Con mucho dolor recibimos la noticia del fallecimiento del poeta Raúl Brózovich Mendoza (Cusco, 1928); último representante de una generación de artistas contestatarios, revolucionarios y bohemios, que hicieron del arte todo un apostolado.
Poeta por antonomasia, amigo entrañable pleno de entusiasmo, aún, en sus últimos días caminaba tocando puertas y corazones con el deseo de publicar una revista cultural en la que participarían las principales voces de la literatura y el pensamiento de esta parte de América, sin importarle la mala voluntad de los burócratas apoltronados en su mediocre reino de falsedades y que siempre le dieron largas o le tiraron las puertas en la cara; Raúl caminaba con paso lento, pausado, fumando, a veces, un cigarrito; aunque los vicios ya los había dejado para las nuevas hornadas de poetas en ciernes.
Pensativo, taciturno, con el alma llena de pensamientos positivos no desperdiciaba un momento para trasmitirnos sus ideas, sus ideales, sus experiencias, abriendo y mostrando las heridas sangrantes de su alma; como un ser que adivinaba el próximo fin de sus días, sin temor, sin exaltación; como un guerrero viejo acostumbrado al paisaje de la muerte, con la seguridad de la eternidad de sus cantos, sus poemas y la fuerza descomunal de sus metáforas, sean estás surrealistas, vanguardistas, nerudianas, vallejianas, que en el alambique de su alma se destilaron como licor o elíxir de inmortalidad.
#####
> _Tareas por resolver_:
1. Indica si cada afirmación coincide con la nota sobre Raúl Brózovich y cita las palabras que lo deciden: (a) el poeta nació en Cusco en 1928; (b) en sus últimos días buscaba publicar una revista cultural; (c) los burócratas respaldaron su proyecto.
2. Según la nota sobre Raúl Brózovich, ¿cómo caminaba el poeta?
3. Retoma la nota sobre Raúl Brózovich a partir de su última oración.
El listado no guarda relación con la nota sobre Raúl Brózovich.
#####
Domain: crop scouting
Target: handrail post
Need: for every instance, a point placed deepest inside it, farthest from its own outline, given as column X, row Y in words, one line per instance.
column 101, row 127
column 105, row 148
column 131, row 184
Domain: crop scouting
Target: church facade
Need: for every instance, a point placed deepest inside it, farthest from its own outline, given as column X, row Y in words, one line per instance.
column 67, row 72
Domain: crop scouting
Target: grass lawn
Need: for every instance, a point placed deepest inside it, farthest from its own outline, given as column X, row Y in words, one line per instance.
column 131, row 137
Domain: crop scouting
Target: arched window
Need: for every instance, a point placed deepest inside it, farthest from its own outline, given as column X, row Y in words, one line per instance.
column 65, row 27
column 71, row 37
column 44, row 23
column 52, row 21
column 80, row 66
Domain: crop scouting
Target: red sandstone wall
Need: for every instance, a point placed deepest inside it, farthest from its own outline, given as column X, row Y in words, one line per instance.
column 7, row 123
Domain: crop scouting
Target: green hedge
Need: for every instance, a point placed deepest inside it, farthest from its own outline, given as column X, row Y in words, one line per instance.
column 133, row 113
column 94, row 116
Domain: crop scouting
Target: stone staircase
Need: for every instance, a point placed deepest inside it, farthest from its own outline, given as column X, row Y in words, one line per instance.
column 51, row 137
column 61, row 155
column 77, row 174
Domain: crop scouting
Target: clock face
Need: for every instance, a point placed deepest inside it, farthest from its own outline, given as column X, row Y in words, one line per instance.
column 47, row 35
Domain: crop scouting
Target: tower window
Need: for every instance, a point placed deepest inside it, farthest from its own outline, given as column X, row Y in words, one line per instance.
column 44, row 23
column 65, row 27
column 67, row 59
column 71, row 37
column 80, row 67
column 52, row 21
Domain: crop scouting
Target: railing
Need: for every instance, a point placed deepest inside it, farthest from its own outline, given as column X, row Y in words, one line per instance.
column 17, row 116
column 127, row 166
#####
> _Resultados por tarea_:
1.
(a) Sí: "(Cusco, 1928)".
(b) Sí: "en sus últimos días caminaba tocando puertas y corazones con el deseo de publicar una revista cultural".
(c) No: "siempre le dieron largas o le tiraron las puertas en la cara".

2. Con paso lento, pausado.

3.
De enorme personalidad poética, humilde, modesto, simple como un niño; lejos de él la auto-alabanza de los pobres diablos, los narcisistas y egolátricos, que con poemitas de sonido de hojalata y brillos falsos de oropel se llamaban a sí mismos: “poetas”.
“Brozo” era único, siempre se salía por la tangente, sin poder reprimir sus instintos rebeldes, desesperaba a quienes le hacían “homenajes en vida”, burlándose del afán filisteo de los que querían hacerlo morir en olor de santidad, que el despreciaba. Admirador de los poetas malditos, él mismo, con su intransigencia díscola y burlona, era uno de aquellos redivivo entre nosotros.
Desapegado de las banalidades de este mundo materialista e hipócrita, vivía en su poesía, en sus pinturas expresionistas hechas al carbón y crayola de cera, las cerámicas que decoró y grabó en mi taller, las veces en que me cupo el enorme placer de compartir las soleadas horas del trabajo artesano, siempre charlando, recordando anécdotas, de sus viajes, de sus frustradas empresas quijotescas, fue aquella vez que me hizo un reportaje bellísimo sobre mi pasión por el barro cocido y vidriado. En el taller, Raúl hacía sus modelos pensando en que podrían ser replicados por jóvenes pobres o campesinos para ganarse el sustento. Él, que vivía en una pobreza franciscana, obsequiaba lo que tenía en la mano: un libro, una herramienta, un poema, un consejo sabio. Tranquilo, sereno, como un apóstol, olvidado por sí mismo, abandonado por el mundo ¿gozó, acaso de la seguridad de una pensión “decente” por su trabajo en la universidad? Quizá la alegría más grande que tuvo fue cuando sus compañeros de trabajo le publicaron su último libro, “Los Versos del Gran Capitán”. Por que como gran capitán lo admiramos y lo tuvimos en la más alta estima.
Seguramente, su entierro convocará a “connotadas personalidades”, jefes de instituciones “culturales”; hablarán de él hasta los que no lo conocieron, harán la exégesis de su obra justamente los que lo detestaban, por lo de siempre: por artista irreductible y rebelde, por comunista o, algo peor que eso, por ser subversivo y maestro en el arte de la subversión del espíritu.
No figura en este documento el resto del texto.